Betreiber öffentlich zugänglicher Telekommunikationsnetze und -dienste müssen sich an die Anforderungen des Telekommunikationsgesetzes (TKG) halten. Zwar gehören sie zu den Kritischen Infrastrukturen – genauer zum Sektor Informationstechnik (IT) und Telekommunikation (TK). Die im Gesetz über das Bundesamt für Sicherheit in der Informationstechnik (BSI-Gesetz, kurz BSIG) genannten Anforderungen sind für diese KRITIS-Anlagen jedoch nicht umzusetzen, sondern, mittels einer Ausnahmeregelung, die Vorgaben aus dem bereits erwähnten TKG.
Neues TKG seit Dezember 2021 in Kraft
Am 1. Dezember 2021 trat das neue TKG in Kraft. Die aktuell geltende Fassung des Gesetzes stärkt dabei vor allem die Rechte der Kunden gegenüber Anbietern von Telefon-, Internet- und Festnetzverträgen. Die Kunden erlangen u. a. weitergehende Rechte und Möglichkeiten, Verträge flexibel und kostengünstig zu wechseln sowie Entschädigungen und Minderungen bei Nicht-Leistung in Anspruch zu nehmen.

----------

▶ _AUFGABEN_:
#1 Laut dem Textauszug: An welchem Datum trat das neue TKG in Kraft?
#2 Prüfe für jede Aussage, ob sie mit dem Textauszug übereinstimmt:
(a) Betreiber öffentlich zugänglicher Telekommunikationsnetze und -dienste gehören zu den Kritischen Infrastrukturen.
(b) Für diese KRITIS-Anlagen sind die Anforderungen des BSIG umzusetzen.
(c) Die aktuell geltende Fassung des TKG stärkt vor allem die Rechte der Anbieter.
#3 Schreibe den Textauszug von "Betreiber öffentlich zugänglicher" bis "bereits erwähnten TKG." ab und benenne dabei "Telekommunikationsgesetzes" in "TK-Gesetzes" um.

▶ _DATENSÄTZE_:

----------

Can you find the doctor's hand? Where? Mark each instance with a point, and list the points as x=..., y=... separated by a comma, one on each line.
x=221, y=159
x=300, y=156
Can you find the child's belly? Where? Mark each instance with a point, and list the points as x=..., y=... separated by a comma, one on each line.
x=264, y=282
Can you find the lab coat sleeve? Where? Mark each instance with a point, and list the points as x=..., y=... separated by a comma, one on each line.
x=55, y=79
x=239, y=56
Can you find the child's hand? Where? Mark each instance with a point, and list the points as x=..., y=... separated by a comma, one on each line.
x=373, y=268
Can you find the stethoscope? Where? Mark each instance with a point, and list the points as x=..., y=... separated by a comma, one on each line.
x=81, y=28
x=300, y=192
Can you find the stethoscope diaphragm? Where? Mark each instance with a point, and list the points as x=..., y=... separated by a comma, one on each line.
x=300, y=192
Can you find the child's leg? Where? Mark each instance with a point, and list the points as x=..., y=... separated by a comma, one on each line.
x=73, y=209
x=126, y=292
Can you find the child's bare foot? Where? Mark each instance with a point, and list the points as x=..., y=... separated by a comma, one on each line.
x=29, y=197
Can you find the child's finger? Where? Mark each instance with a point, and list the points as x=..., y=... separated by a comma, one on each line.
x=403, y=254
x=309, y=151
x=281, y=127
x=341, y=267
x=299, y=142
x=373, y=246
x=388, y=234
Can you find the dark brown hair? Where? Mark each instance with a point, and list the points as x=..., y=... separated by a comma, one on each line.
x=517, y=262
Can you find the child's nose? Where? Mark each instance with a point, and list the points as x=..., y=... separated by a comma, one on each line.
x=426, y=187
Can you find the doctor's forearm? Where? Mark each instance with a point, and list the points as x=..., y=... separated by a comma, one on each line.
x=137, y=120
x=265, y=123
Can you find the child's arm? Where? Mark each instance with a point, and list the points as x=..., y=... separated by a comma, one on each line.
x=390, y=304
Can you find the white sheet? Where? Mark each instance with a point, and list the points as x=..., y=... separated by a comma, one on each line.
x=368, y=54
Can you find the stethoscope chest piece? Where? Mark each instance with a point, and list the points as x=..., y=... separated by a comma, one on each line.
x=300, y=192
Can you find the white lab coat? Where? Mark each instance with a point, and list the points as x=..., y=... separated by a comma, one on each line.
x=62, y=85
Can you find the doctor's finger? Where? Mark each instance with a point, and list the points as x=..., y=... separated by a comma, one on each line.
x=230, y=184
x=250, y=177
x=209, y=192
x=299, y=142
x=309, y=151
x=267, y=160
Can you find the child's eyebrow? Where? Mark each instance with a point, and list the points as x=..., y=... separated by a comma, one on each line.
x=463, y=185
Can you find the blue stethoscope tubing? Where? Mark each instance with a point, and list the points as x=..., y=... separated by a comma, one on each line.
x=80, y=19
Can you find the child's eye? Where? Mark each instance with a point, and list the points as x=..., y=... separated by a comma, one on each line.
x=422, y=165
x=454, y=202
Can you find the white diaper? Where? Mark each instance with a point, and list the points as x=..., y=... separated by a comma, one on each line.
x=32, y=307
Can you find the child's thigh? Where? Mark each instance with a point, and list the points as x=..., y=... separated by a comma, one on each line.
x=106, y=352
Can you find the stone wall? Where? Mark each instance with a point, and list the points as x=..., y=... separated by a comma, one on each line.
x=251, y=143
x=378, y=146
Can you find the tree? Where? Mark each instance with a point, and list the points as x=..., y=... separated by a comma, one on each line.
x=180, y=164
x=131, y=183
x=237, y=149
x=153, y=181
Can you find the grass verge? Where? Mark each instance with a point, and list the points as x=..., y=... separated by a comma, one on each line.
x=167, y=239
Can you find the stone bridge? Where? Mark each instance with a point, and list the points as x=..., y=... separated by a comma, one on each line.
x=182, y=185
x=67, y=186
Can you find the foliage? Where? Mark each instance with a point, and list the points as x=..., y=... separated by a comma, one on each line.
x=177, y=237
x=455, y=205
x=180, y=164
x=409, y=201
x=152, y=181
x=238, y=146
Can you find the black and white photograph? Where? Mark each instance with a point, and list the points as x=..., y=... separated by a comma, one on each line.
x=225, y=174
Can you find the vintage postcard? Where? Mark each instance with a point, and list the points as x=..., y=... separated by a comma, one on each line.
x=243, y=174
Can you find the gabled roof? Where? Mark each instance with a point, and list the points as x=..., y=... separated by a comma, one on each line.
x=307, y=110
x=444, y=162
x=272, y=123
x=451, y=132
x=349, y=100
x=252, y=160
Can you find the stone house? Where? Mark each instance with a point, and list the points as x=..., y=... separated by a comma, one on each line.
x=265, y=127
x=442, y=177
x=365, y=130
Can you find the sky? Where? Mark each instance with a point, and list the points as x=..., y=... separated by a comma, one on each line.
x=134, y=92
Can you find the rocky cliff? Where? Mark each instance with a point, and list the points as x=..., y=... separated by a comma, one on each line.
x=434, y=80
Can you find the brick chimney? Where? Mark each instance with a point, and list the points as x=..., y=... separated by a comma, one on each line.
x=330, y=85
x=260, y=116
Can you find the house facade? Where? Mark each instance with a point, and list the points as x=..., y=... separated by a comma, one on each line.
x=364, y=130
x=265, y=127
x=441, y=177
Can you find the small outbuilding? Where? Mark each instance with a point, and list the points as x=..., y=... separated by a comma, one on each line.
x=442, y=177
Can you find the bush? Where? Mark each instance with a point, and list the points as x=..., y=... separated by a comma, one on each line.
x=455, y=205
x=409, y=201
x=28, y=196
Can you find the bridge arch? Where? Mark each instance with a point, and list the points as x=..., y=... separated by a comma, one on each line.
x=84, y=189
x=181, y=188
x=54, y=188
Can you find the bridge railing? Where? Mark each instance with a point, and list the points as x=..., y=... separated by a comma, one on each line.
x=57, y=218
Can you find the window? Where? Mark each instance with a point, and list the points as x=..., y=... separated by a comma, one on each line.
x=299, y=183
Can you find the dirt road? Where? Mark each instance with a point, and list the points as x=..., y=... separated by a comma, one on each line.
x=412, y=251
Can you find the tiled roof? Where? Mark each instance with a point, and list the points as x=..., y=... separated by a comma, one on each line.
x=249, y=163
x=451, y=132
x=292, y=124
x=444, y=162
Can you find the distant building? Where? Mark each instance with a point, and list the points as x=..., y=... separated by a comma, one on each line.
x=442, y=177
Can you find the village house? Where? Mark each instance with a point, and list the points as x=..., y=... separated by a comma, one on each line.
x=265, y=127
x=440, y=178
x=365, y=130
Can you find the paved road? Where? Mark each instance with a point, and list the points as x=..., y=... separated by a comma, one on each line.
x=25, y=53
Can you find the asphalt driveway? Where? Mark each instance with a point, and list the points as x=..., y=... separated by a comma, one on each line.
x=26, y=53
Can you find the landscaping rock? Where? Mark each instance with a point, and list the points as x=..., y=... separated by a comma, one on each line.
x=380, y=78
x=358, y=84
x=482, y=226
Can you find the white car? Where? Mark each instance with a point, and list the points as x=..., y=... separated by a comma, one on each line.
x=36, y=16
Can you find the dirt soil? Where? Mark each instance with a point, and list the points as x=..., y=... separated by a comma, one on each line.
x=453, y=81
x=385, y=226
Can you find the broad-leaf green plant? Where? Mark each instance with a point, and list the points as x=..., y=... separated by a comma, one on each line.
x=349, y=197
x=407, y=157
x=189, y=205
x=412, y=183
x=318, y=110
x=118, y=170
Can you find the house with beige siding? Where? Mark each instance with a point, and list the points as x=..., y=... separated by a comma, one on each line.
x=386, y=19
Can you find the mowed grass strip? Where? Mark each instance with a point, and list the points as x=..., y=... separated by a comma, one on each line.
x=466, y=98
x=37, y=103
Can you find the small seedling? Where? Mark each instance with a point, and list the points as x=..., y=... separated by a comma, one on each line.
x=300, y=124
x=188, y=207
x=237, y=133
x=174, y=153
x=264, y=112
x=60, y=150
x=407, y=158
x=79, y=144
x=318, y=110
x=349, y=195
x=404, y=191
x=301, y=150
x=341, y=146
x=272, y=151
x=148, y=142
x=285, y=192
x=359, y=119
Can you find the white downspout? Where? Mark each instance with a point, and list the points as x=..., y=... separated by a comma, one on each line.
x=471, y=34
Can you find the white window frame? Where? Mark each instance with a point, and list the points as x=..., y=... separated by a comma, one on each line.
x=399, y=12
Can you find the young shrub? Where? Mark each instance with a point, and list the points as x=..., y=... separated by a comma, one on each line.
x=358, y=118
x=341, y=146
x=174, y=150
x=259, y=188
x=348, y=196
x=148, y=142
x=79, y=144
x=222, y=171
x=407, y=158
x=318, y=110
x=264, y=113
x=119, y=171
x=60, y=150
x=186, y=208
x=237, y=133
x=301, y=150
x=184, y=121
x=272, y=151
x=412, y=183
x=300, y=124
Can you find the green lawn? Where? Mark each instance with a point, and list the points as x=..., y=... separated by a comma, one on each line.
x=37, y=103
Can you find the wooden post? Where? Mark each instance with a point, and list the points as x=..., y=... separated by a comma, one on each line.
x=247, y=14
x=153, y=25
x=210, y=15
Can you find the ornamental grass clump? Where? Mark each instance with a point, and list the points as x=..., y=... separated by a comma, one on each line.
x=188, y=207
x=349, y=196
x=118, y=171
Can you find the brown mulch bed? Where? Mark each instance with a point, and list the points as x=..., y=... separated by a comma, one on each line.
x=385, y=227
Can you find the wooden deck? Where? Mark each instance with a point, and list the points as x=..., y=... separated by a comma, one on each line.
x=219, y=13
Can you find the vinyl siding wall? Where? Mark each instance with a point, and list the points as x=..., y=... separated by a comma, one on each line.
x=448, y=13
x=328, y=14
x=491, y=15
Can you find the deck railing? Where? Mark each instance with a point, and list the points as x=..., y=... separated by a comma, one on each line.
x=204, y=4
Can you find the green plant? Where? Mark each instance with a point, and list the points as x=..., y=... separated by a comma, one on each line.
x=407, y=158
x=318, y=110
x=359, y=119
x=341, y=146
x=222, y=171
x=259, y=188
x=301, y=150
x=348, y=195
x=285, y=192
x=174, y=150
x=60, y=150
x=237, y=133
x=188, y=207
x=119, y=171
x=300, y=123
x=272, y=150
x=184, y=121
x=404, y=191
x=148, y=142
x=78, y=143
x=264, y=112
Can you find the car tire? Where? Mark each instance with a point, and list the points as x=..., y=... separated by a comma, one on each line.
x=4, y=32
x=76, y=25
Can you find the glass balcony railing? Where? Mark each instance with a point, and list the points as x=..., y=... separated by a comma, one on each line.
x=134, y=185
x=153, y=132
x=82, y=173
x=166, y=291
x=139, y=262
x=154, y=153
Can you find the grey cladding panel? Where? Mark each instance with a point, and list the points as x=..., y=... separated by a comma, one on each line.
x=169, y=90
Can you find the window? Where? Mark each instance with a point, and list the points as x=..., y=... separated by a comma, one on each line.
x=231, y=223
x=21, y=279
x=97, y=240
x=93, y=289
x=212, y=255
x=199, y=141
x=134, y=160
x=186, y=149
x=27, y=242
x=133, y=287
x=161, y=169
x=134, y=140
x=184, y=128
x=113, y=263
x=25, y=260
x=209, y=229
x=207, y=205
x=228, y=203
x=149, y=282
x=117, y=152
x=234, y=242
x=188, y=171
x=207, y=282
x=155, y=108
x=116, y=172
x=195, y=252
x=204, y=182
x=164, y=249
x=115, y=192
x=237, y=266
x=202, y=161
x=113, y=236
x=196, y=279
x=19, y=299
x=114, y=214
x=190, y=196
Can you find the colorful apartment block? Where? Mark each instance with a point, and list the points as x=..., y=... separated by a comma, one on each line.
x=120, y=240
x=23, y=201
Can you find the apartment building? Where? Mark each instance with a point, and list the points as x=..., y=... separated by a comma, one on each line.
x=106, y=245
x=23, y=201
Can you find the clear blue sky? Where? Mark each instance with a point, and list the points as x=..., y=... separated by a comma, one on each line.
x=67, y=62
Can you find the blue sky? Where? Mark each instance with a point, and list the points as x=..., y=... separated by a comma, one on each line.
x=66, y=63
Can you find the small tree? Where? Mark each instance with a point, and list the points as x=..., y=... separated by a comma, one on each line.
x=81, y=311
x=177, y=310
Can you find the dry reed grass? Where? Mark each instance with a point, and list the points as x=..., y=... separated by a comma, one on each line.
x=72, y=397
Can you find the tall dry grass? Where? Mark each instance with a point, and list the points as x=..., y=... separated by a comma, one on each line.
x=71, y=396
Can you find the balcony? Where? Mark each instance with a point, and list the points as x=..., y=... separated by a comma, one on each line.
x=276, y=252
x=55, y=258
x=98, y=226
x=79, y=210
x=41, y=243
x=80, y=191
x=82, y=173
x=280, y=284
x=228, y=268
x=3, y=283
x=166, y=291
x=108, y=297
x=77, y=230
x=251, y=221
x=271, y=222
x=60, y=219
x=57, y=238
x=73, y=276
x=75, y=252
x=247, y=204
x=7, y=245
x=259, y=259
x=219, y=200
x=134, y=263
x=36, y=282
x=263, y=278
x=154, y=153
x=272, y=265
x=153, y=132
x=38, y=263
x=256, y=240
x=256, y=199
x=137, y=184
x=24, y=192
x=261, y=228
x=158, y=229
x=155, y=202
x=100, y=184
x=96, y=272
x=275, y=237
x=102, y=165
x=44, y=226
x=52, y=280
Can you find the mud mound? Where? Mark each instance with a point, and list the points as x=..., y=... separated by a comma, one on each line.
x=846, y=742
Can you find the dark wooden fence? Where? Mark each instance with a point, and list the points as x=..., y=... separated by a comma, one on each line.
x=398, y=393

----------

▶ _ANTWORTEN_:
#1 Am 1. Dezember 2021.

#2
(a) Ja: „Zwar gehören sie zu den Kritischen Infrastrukturen“
(b) Nein: „sind für diese KRITIS-Anlagen jedoch nicht umzusetzen“
(c) Nein: „stärkt dabei vor allem die Rechte der Kunden gegenüber Anbietern“

#3
Betreiber öffentlich zugänglicher Telekommunikationsnetze und -dienste müssen sich an die Anforderungen des TK-Gesetzes (TKG) halten. Zwar gehören sie zu den Kritischen Infrastrukturen – genauer zum Sektor Informationstechnik (IT) und Telekommunikation (TK). Die im Gesetz über das Bundesamt für Sicherheit in der Informationstechnik (BSI-Gesetz, kurz BSIG) genannten Anforderungen sind für diese KRITIS-Anlagen jedoch nicht umzusetzen, sondern, mittels einer Ausnahmeregelung, die Vorgaben aus dem bereits erwähnten TKG.